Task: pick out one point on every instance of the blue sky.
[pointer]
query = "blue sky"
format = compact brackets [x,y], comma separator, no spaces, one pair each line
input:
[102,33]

☆ ☆ ☆ ☆ ☆

_Exercise instructions:_ Could you return the data above exactly as it stands?

_Output of the exercise:_
Task: pick out one point on every instance of the blue sky.
[pointer]
query = "blue sky"
format = compact brackets [x,y], comma separator, no spaces, one pair each line
input:
[102,33]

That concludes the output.